SOURCE DOCUMENT »

IV. Thematic Structure and Damning Revelations
1. Foundational Chapters Outline pre-Godhra tensions, Godhra itself, and administrative priming for selective enforcement. Ayyub details her persona, ethical dilemmas of deception journalism, and personal risks.
2. Police/Bureaucratic Complicity Sections expose systemic rot: implicit directives allowing violence, orders shielding perpetrators, the pogrom as orchestrated spectacle for BJP-RSS political messaging, caste-communal intersection where Dalits faced internal discrimination yet were deployed as cannon fodder.
3. Fake Encounters/Manufactured Terror Center on post-2002 killings, notably Ishrat Jahan (2004): falsely branded LeT operative plotting Modi’s assassination. Admissions reveal retroactive terror fabrication, encounters as promotion tools, indirect Amit Shah influence—portraying “anti-terror” as pretext for extrajudicial elimination under BJP oversight.
4. Internal Silencing Probes Haren Pandya’s 2003 murder—Modi’s rival allegedly holding pogrom knowledge. Ayyub maps intimidation, marginalization, elimination patterns within the establishment.
5. Institutional Rejection/Personal Cost Chronicles tape submissions ignored by CBI/agencies, publisher/media refusals, 2016 self-publication. The book became a phenomenon—initial rapid sales (tens of thousands early, claims exceeding 600,000 by 2019 across languages), Hindi edition, underground bestseller status. Ayyub endured death threats, doxxing, smears (often BJP-aligned), burned book mailings—illustrating “distributed censorship” where BJP-RSS system enforces silence without formal bans.
V. Related Investigative Works: Amplifying the Indictment
Ayyub’s book exists within a broader canon of works challenging BJP-RSS narratives. The Caravan magazine’s investigative reports, such as its 2023 revelation of the UK inquiry report on the pogrom’s premeditation by VHP, provide corroborative evidence of organized violence.
Gujarat riots VIEW HERE ⤡ (©The Caravan)

STORED ROWS »
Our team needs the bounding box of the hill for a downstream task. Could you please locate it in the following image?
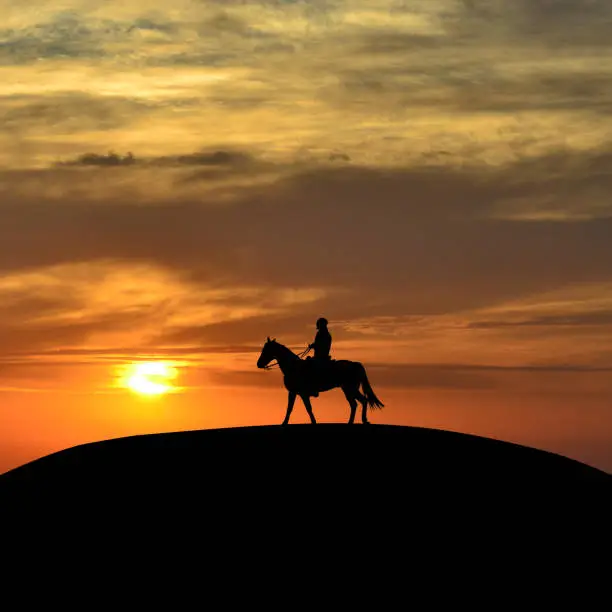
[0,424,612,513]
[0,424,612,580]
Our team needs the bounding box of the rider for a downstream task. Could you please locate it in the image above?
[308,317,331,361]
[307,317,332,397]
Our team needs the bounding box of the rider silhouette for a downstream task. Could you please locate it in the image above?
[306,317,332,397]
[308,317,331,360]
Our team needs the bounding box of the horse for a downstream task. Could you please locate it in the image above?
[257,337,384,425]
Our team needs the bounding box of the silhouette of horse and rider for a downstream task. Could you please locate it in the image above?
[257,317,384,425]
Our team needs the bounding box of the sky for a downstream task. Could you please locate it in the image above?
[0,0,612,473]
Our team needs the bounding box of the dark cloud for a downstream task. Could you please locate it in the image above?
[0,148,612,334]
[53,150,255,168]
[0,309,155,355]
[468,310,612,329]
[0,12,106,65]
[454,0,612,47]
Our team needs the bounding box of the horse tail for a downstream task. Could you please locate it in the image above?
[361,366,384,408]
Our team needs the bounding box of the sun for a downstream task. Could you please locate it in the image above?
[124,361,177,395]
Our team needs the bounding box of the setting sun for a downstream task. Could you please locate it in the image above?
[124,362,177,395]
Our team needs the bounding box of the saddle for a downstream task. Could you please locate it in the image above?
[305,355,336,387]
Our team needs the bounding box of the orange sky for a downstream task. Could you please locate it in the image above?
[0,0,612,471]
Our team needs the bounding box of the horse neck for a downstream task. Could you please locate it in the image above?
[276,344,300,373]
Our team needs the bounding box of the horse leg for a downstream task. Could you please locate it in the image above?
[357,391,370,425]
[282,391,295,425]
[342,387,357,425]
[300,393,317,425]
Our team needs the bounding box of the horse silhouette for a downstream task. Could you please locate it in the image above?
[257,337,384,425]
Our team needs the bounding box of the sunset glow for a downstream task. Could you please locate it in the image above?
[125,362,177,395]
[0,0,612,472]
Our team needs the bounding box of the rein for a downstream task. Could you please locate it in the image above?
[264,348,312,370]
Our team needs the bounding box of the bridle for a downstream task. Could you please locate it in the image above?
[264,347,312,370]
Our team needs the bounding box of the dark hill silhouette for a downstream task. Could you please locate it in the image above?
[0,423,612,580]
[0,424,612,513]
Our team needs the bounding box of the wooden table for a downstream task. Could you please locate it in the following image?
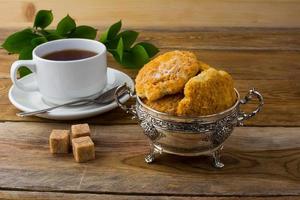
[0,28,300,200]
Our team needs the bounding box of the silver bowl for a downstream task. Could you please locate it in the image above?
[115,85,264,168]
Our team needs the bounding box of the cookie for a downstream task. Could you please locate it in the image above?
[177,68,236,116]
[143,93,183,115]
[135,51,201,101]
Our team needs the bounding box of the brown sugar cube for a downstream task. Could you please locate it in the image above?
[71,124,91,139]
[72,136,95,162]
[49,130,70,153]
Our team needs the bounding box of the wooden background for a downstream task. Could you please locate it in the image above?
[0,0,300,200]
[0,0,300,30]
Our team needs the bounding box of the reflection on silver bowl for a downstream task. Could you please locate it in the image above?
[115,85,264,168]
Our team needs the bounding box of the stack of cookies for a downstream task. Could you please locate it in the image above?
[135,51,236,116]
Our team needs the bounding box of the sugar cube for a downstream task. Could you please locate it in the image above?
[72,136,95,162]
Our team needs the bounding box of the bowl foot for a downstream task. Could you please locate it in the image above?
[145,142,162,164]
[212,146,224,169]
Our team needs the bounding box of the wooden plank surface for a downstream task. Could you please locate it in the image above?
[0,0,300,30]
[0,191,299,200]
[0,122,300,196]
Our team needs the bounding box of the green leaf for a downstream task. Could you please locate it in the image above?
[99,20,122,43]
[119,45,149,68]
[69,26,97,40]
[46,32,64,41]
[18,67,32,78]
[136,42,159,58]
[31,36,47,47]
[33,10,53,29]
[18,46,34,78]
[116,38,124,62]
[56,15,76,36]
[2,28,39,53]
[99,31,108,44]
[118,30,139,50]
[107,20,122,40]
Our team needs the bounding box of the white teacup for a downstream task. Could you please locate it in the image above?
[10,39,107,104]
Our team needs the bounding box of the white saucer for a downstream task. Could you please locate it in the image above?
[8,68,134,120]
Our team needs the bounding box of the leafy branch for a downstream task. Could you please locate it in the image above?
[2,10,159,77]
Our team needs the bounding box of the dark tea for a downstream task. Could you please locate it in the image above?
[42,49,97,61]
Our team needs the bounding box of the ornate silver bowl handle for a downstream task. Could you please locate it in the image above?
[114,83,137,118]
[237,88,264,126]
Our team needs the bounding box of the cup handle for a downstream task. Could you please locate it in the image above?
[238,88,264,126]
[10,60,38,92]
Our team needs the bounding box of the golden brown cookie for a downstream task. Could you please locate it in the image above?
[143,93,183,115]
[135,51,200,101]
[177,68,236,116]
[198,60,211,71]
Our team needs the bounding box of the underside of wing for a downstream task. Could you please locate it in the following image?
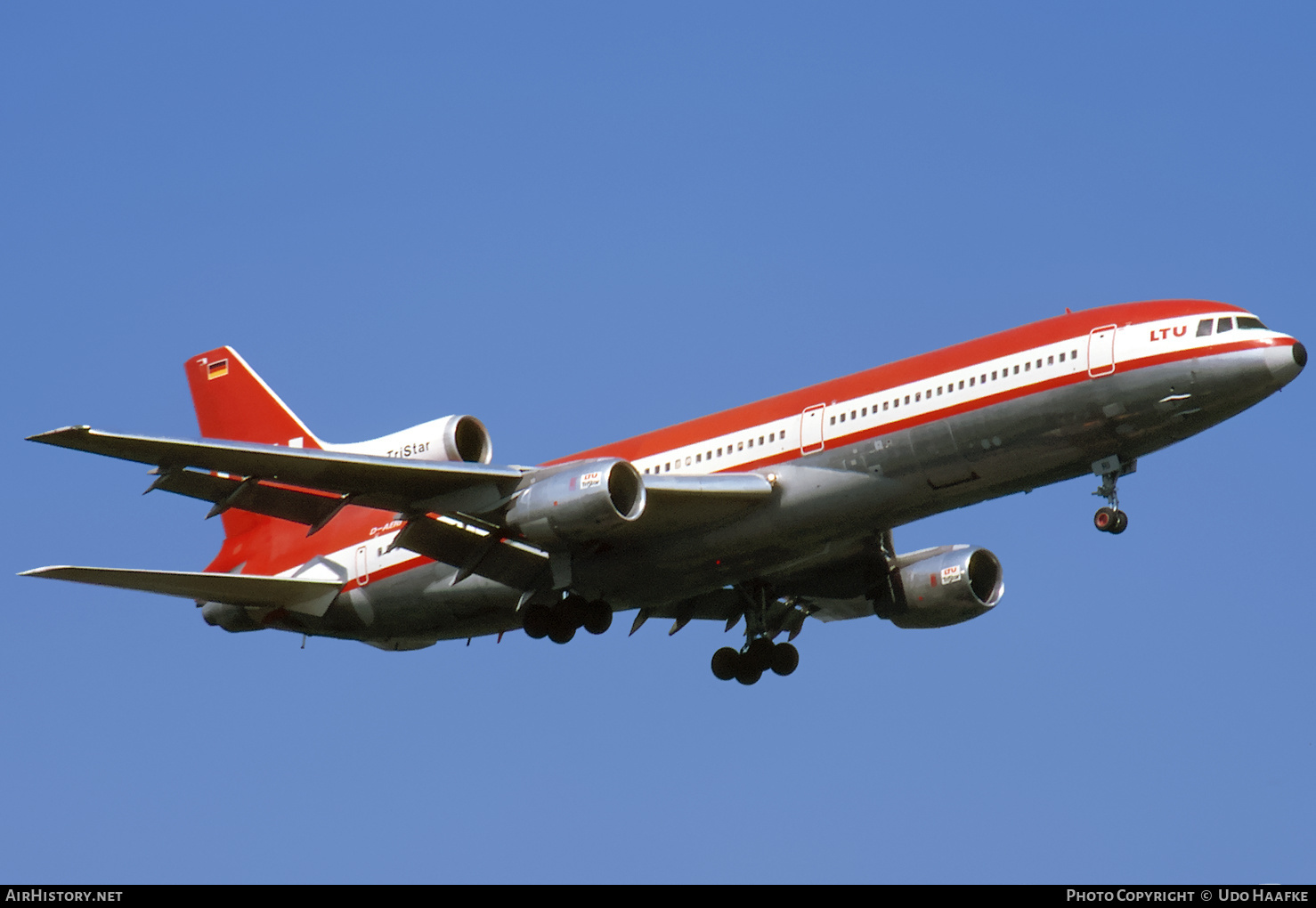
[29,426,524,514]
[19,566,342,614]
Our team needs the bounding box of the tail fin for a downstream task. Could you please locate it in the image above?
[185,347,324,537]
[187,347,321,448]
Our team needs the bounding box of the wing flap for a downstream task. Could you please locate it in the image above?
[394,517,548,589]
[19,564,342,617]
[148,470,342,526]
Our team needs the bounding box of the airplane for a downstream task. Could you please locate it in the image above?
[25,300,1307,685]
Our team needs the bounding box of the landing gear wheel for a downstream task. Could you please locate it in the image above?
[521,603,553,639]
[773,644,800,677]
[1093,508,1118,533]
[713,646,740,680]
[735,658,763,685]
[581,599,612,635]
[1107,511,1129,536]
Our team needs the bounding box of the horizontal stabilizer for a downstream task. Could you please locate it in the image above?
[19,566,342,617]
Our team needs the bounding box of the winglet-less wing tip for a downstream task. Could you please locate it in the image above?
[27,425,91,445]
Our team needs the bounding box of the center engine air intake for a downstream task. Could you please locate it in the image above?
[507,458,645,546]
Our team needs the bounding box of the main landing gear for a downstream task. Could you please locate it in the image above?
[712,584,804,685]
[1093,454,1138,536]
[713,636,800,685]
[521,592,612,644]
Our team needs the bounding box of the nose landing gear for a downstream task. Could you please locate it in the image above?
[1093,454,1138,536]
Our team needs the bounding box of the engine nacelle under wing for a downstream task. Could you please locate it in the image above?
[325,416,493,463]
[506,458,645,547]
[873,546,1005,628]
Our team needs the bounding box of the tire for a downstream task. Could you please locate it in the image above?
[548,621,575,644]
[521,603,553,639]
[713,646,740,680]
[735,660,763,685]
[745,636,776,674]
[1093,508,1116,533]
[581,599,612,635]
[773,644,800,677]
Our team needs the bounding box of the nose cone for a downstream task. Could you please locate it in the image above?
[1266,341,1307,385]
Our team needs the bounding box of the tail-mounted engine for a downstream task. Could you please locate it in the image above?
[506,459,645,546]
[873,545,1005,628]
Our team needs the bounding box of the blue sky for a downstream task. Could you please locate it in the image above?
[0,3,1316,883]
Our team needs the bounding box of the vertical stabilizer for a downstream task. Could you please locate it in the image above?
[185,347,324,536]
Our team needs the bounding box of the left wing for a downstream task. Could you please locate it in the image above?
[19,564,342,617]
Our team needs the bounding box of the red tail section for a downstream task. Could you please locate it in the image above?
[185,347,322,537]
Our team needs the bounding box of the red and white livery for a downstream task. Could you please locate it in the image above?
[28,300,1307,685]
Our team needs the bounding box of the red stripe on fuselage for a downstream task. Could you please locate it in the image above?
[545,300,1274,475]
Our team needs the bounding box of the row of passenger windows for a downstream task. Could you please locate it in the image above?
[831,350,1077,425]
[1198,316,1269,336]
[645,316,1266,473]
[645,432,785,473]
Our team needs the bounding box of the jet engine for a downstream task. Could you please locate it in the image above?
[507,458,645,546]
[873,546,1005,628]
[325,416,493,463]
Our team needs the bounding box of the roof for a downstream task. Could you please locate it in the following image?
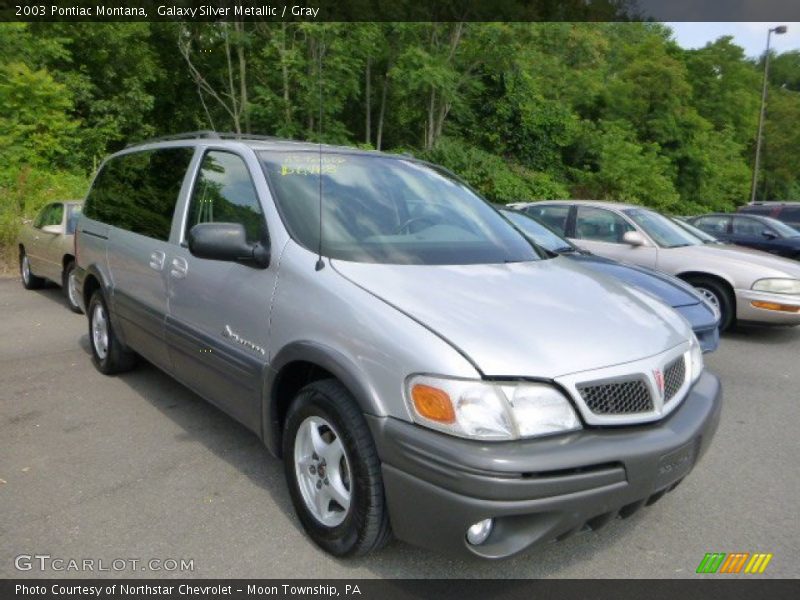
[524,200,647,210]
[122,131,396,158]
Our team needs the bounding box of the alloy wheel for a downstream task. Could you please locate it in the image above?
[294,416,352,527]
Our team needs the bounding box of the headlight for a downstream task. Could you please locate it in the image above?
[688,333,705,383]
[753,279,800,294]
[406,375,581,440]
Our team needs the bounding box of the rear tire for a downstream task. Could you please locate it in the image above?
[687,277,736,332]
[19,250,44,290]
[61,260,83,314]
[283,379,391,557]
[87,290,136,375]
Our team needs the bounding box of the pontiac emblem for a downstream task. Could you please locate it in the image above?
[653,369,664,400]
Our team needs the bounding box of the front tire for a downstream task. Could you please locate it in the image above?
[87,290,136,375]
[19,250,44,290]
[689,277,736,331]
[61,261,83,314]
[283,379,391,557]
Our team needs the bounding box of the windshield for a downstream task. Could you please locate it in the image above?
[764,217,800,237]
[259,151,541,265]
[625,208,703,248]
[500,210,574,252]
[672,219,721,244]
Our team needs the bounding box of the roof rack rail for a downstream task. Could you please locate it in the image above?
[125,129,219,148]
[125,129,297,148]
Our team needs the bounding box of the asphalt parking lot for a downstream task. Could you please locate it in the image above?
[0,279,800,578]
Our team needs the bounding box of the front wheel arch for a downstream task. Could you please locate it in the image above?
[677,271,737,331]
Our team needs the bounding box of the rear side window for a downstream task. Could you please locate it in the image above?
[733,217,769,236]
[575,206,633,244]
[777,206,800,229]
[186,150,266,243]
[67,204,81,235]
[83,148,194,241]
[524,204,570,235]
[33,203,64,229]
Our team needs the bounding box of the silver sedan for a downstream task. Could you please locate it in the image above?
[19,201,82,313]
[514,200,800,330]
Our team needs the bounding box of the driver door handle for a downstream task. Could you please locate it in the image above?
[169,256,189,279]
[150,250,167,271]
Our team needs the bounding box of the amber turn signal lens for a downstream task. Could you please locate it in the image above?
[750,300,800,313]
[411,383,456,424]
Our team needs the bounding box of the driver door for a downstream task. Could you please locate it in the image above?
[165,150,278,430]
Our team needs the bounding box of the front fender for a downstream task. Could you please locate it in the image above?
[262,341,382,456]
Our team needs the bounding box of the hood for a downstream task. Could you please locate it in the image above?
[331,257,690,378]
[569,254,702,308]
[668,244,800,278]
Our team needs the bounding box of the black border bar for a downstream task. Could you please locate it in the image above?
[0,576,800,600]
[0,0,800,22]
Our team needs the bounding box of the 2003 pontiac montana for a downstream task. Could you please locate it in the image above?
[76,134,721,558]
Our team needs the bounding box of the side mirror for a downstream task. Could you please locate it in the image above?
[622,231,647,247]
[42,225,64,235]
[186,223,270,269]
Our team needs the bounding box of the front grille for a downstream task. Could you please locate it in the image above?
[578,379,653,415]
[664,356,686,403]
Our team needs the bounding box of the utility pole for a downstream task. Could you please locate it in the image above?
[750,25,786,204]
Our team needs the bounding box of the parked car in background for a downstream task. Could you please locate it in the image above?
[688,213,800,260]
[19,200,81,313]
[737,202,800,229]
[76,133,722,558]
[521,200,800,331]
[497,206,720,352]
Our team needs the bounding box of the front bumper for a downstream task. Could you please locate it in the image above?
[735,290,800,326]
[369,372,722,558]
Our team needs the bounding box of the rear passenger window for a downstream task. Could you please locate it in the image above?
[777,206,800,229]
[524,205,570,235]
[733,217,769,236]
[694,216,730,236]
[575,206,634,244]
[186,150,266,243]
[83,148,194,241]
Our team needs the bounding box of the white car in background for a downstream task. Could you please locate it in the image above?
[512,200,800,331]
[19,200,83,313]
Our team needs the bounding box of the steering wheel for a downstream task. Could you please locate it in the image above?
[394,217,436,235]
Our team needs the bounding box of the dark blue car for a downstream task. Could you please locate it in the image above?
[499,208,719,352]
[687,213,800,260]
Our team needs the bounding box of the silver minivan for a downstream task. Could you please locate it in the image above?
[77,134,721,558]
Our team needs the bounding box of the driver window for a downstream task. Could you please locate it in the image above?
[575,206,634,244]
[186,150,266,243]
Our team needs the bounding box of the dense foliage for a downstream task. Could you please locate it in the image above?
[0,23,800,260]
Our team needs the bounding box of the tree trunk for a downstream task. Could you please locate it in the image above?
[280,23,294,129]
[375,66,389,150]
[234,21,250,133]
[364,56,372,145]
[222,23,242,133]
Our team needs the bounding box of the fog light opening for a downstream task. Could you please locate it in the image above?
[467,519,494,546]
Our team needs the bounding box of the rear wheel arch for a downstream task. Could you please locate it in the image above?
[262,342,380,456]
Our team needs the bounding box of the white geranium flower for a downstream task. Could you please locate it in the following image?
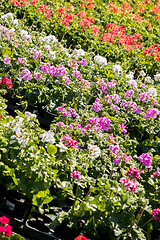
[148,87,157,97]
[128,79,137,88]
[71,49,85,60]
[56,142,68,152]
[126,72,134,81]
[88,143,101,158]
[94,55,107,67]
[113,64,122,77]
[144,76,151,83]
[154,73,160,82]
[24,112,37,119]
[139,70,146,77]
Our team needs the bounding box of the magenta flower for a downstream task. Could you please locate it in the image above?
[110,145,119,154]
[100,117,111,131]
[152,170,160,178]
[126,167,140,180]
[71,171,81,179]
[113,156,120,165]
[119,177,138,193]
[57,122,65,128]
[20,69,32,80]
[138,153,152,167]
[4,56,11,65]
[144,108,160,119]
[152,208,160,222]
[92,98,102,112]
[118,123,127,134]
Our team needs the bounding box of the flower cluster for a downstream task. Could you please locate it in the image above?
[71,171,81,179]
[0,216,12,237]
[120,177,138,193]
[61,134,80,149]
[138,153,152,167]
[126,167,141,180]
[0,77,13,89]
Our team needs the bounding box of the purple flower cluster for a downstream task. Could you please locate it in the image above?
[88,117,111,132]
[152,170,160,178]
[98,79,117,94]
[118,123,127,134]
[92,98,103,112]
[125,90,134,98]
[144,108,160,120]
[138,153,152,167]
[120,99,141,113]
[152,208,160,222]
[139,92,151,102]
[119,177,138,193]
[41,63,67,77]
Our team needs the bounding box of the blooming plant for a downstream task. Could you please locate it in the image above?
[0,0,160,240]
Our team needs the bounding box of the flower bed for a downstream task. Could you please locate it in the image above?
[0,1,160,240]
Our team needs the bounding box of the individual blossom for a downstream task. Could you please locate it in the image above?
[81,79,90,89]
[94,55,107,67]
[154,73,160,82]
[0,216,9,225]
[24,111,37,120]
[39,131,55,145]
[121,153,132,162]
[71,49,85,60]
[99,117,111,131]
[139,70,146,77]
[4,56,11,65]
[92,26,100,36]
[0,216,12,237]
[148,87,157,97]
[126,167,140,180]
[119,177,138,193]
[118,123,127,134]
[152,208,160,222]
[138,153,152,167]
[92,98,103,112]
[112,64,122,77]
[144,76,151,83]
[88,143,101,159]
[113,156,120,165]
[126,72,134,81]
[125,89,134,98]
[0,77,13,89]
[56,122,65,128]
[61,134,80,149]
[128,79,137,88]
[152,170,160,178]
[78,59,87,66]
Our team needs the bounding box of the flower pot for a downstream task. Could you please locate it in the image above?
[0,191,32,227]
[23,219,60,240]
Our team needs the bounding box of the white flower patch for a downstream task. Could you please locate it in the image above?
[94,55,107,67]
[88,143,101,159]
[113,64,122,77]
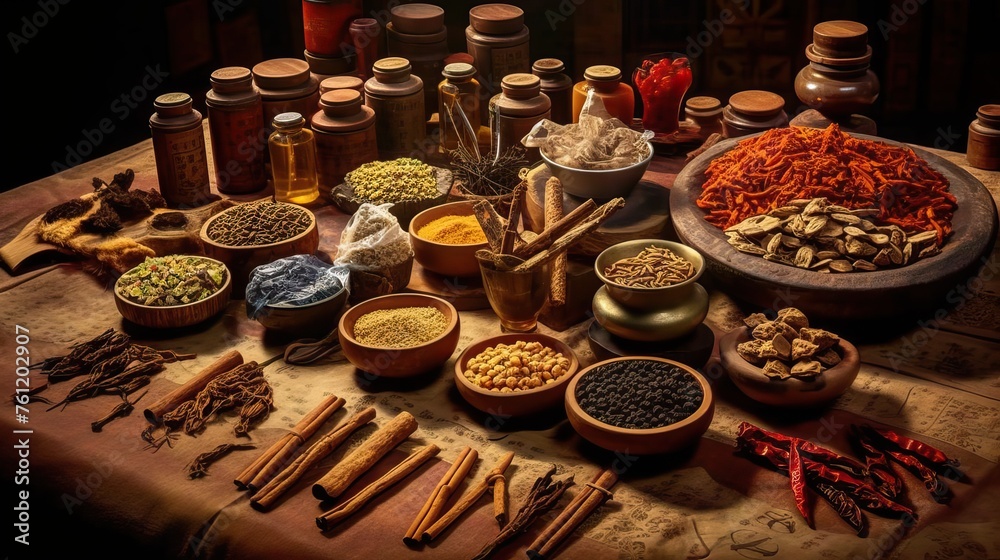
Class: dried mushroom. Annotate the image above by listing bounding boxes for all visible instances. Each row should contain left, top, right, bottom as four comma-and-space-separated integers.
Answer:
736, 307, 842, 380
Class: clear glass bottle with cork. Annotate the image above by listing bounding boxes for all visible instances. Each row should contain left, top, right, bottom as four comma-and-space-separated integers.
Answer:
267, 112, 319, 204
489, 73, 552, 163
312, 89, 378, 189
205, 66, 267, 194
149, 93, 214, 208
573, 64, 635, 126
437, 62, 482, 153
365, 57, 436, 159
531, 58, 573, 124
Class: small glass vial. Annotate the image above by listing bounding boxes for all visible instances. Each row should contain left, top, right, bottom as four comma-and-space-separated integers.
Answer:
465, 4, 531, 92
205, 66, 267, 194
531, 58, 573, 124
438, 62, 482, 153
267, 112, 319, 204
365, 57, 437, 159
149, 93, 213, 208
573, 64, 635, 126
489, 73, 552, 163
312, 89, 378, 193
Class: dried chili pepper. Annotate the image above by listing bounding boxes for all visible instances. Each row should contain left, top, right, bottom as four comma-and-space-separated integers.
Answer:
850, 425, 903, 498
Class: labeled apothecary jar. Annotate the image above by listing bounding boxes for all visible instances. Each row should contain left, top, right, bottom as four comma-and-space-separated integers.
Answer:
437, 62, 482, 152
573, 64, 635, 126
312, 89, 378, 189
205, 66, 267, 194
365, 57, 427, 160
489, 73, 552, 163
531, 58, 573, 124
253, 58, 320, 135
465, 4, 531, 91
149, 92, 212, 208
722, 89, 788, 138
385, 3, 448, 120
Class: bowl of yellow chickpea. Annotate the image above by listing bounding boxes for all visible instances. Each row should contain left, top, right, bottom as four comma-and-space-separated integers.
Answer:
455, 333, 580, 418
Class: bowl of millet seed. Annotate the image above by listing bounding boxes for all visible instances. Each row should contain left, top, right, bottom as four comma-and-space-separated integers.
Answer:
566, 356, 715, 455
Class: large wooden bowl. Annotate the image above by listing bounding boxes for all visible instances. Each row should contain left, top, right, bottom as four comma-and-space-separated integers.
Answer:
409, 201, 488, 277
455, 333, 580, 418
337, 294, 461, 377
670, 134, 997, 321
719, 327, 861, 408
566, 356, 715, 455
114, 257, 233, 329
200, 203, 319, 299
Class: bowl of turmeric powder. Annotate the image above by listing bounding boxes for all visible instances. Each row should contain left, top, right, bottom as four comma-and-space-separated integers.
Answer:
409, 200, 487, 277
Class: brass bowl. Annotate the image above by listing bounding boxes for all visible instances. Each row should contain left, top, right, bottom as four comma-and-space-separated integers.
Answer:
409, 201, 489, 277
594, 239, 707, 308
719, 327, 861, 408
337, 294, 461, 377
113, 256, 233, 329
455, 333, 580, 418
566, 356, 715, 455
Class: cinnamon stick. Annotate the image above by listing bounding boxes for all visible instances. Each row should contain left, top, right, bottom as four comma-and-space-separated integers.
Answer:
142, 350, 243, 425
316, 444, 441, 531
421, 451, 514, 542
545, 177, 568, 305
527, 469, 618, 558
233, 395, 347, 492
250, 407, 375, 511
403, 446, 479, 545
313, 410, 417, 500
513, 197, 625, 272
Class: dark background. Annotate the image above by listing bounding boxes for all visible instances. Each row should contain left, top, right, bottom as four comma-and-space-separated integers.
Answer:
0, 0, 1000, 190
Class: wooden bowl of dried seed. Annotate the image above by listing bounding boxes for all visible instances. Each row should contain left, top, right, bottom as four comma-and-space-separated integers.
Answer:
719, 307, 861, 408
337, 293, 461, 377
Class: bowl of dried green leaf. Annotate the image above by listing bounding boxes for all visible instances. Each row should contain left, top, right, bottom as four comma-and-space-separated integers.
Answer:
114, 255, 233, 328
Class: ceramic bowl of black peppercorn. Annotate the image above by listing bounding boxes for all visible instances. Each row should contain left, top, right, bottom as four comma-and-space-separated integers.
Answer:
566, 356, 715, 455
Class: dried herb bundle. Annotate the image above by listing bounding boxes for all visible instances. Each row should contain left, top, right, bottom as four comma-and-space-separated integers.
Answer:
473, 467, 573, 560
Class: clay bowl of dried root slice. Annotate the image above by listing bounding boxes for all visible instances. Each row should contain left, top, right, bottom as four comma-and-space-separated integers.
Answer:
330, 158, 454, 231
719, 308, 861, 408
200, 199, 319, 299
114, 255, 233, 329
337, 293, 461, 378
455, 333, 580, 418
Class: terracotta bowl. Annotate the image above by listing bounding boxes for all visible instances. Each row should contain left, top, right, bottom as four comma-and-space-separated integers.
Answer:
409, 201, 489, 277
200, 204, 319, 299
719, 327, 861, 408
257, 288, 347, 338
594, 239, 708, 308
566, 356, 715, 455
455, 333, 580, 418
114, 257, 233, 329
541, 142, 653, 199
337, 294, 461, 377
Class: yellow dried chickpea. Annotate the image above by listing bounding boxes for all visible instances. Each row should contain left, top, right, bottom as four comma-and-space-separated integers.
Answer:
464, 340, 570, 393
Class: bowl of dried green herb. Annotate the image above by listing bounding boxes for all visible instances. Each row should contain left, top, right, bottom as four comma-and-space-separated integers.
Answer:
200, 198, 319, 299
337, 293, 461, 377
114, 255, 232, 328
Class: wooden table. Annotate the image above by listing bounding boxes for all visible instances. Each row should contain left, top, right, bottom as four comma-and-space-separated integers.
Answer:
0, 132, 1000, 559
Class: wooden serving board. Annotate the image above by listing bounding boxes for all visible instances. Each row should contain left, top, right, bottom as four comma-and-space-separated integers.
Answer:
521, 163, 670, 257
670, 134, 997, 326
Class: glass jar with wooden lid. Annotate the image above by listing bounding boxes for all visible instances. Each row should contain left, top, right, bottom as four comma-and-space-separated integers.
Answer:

TASKS AND EXERCISES »
**A.** Translate this sentence from the text on Ayyub's book into Spanish: "Ayyub details her persona, ethical dilemmas of deception journalism, and personal risks."
**B.** Reproduce the part of the text on Ayyub's book that opens with the words containing "4. Internal Silencing" and closes with "without formal bans.".

RESPONSES BY TASK »
**A.** Ayyub detalla su personaje, los dilemas éticos del periodismo basado en el engaño y los riesgos personales.

**B.**
4. Internal Silencing Probes Haren Pandya’s 2003 murder—Modi’s rival allegedly holding pogrom knowledge. Ayyub maps intimidation, marginalization, elimination patterns within the establishment.
5. Institutional Rejection/Personal Cost Chronicles tape submissions ignored by CBI/agencies, publisher/media refusals, 2016 self-publication. The book became a phenomenon—initial rapid sales (tens of thousands early, claims exceeding 600,000 by 2019 across languages), Hindi edition, underground bestseller status. Ayyub endured death threats, doxxing, smears (often BJP-aligned), burned book mailings—illustrating “distributed censorship” where BJP-RSS system enforces silence without formal bans.